━━━━━ EXTRAIT DU TEXTE ━━━━━

En établissant des « listes noires » de journalistes, le Ministère de la Santé chinois espère réduire le poids médiatique des scandales alimentaires. C’est sans compter sur les éditorialistes qui ont pris la mouche et la plume contre cette mesure.

« Le dur travail des journalistes mérite le respect, pas la menace ». L’éditorial du très conservateur Global Times de ce vendredi en dit long sur la frustration des journalistes chinois. Plus loin, on y lit que « la profession est déjà enchainée par de nombreuses restrictions » et qu’on lui met « un nouveau coup de poing ».
Ce cri de ras-le-bol n’est que le dernier écho en date d’un large élan de protestation de la presse chinoise. En ligne de mire : les nouvelles mesures du Ministère de la Santé annoncées le 13 juin lors d’un forum sur la sécurité alimentaire.
Mao Qun’an, chef du service de presse du ministère, a déclaré son intention d’établir un « système de listes noires » qui recensera les journalistes diffusant de « fausses informations » sur la sécurité alimentaire dans les médias.

━━━━━

[CONSIGNE 1]:
Répondez aux questions suivantes à partir de l'extrait :
(a) À quelle date et à quelle occasion le Ministère de la Santé a-t-il annoncé ses nouvelles mesures ?
(b) Quelle fonction Mao Qun'an occupe-t-il ?
(c) Quel journal a publié l'éditorial cité, et quel jour ?
[CONSIGNE 2]:
Relevez tous les passages que l'extrait place entre guillemets.
[CONSIGNE 3]:
Recopiez tel quel le passage de l'extrait qui commence par "En établissant des" et se termine par "contre cette mesure.".

━━━━━ ENTRÉES FOURNIES ━━━━━

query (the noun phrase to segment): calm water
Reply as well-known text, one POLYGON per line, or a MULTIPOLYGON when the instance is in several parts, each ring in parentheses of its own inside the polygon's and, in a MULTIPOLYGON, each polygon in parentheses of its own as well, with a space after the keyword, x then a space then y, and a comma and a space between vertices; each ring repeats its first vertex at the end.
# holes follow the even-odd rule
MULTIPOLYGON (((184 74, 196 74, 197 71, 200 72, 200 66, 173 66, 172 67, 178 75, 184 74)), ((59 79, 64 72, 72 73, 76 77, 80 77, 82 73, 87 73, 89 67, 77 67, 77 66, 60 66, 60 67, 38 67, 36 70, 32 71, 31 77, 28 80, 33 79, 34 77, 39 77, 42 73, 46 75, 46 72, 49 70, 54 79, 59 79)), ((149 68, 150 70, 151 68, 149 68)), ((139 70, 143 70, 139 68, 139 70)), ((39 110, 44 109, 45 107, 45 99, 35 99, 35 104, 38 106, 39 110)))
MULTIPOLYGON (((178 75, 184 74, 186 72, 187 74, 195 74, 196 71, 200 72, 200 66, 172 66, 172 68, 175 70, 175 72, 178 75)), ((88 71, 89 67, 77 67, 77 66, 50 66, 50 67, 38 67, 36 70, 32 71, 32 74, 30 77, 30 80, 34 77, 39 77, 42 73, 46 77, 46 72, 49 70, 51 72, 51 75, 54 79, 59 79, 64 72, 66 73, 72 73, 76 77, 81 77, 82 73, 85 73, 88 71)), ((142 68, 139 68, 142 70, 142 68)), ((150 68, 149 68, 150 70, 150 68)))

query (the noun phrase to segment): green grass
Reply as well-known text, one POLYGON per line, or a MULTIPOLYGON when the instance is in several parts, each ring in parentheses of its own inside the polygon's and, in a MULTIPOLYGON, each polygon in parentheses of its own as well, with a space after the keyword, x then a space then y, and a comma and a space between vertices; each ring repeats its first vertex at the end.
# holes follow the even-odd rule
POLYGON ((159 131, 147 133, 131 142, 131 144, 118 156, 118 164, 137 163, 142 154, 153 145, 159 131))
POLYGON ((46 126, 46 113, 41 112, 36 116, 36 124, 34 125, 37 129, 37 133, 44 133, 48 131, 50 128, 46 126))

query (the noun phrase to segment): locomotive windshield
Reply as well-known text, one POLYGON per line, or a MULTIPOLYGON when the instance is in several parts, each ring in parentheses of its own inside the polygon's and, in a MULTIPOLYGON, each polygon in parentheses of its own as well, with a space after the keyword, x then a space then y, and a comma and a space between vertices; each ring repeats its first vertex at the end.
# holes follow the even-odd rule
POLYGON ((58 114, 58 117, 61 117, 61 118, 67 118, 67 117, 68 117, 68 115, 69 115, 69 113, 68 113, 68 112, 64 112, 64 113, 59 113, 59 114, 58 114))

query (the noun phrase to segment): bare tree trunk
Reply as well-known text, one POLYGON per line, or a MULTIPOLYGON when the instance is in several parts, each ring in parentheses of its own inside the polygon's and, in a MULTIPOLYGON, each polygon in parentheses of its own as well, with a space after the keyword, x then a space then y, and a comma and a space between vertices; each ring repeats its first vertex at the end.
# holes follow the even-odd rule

━━━━━

[RÉPONSE COMPLÈTE 1]:
(a) Le 13 juin, lors d'un forum sur la sécurité alimentaire.
(b) Il est chef du service de presse du ministère.
(c) Le Global Times, ce vendredi.

[RÉPONSE COMPLÈTE 2]:
- « listes noires »
- « Le dur travail des journalistes mérite le respect, pas la menace »
- « la profession est déjà enchainée par de nombreuses restrictions »
- « un nouveau coup de poing »
- « système de listes noires »
- « fausses informations »

[RÉPONSE COMPLÈTE 3]:
En établissant des « listes noires » de journalistes, le Ministère de la Santé chinois espère réduire le poids médiatique des scandales alimentaires. C’est sans compter sur les éditorialistes qui ont pris la mouche et la plume contre cette mesure.